_Text section_:
-=-=-

Hi storytellers!
You may know that we’re running a reader survey right now, and the winner of our reader survey drawing will get a free coaching session. But what if you don’t need coaching?
You can get your [podcast] name in lights.
Photo by Sudan Ouyang on Unsplash
Here’s how.
Complete our quick survey (three minutes, really)! Include a short testimonial about the newsletter or the Sound Judgment podcast. Make sure to tell us the name of your podcast or other creative work and we’ll shout it out in a future issue of this newsletter or on a podcast episode.
The deadline to complete the survey, get your name in lights, and be entered into the drawing to win an hour-long coaching session is next Wednesday, January 31. Don’t miss it.
The memoir dilemma: Should you tell your own story?
A distant streetlamp shines its piercing light through a narrow, unfortunate gap in the old blinds. Slowly you come to a familiar awareness: Damn, I’m awake. You reach for your phone, knowing what it will say before you turn it over. 3:00 a.m., on the dot. Again.
You become aware of the wrinkles in the sheet underneath you. Seeking comfort, you shift in bed, squeezing your eyes in resistance to the inevitable.
But it happens anyway: Your mind returns to a momentous event, a traumatic one, one that shaped the trajectory of your life. Should you use your life as story fodder? Is this experience yours, alone, to share? What would happen if you share it as a podcast, on the page or on the stage? How could you frame it in a way that matters to thousands of strangers?
And then the writing in your head: “I would start with this scene. This sentence.”
You get excited. This could work.
But then, the inner critic — the one that is so freaking loud at 3:00 a.m. — speaks. But why? Why does your experience mean anything to anyone else? Does it? How?
Sleep is off the table. Time to make coffee.
* * *
Photo by Tim Foster on Unsplash
Sharing a personal experience, especially a traumatic one, is a particularly popular scripted podcast form. Memoir done well often shoots to the top of the podcast charts or the bestseller list. It moves us, leaves us breathless, inspires standing ovations and prompts us into conversations and confessions of our own. Sometimes memoir creates change.
But memoir produced without first grappling with why your experience matters to others can sound cheap, sensation-grabbing, and empty. As listeners, readers, and viewers, we are bombarded with confessions.
There is a fine line between transformative and indulgent.
Moreover, stories of heartbreak — and heartbreak makes an appearance in most of these — are hard to choose to listen to these days, because the world is showering us with trauma. (No thanks, the listener says, I’d rather watch a sitcom.)
Given the circumstances, why make memoir?
The decision to make the private public isn’t an easy one. Nor should it be.

-=-=-

_Stored data_:
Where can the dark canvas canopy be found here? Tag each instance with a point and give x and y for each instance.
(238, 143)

-=-=-

_Task requirements_:
1 > Answer these questions from the memoir newsletter:
(a) What is the deadline for completing the survey?
(b) What prize will the winner of the reader survey drawing receive?
(c) According to the newsletter, there is a fine line between which two qualities?
2 > Extend the memoir newsletter with a few paragraphs that pick up after its final sentence.
The data was drawn from a source unrelated to the memoir newsletter.

_Per-task outputs_:
1 >
(a) Next Wednesday, January 31.
(b) An hour-long coaching session.
(c) Transformative and indulgent.

2 >
In the first episode of Sound Judgment, Season 4, I explore this question with producer Maribel Quezada Smith, who shares her extraordinary experience with life and death in The Pulso Podcast piece, “The Latino Experience of Fertility: A Story of Pregnancy Loss.”
It took Maribel two years to write and produce this remarkable story about the birth of her son — and the death of her daughter. Her story succeeds, in part, because she identified something fresh: Miscarriage and other forms of pregnancy loss are particularly common in the Latino community, Pulso’s audience. And so is the incredible societal pressure to bear children, setting up an impossible, often hidden, conflict.
That her story succeeds in transforming, not indulging, is evident in the piles of grateful responses she received from listeners who shared her experience, but who had never heard their story reflected out loud. Shame and secrecy had dogged their lives. Maribel’s story brought in the light.
Along the way, Maribel had to answer several questions for herself about motivation, format, theme, mood, and point of view. She had to decide which private moments to capture on tape, and how much she could bear. To whom did she owe privacy? Which scenes and reflections would create momentum — and which pieces, dear to her, would she have to leave out?
Follow Sound Judgment, the podcast, now, to hear our surprisingly joyful, uplifting, and illuminating conversation when it drops next Wednesday.
Here’s a taste.
To get the most out of this Sound Judgment episode, first listen to Maribel’s episode.
And write to me! Tell me about the memoir you produced and why, or the memoir you’re working on now, or the one you haven’t started yet but that wakes you at 3:00 a.m. Which questions have you been grappling with? I’d really like to know.
And please share this with another storyteller in your life.
As always, it’s a joy to be with you.
Elaine
P.S. Now go fill out our survey!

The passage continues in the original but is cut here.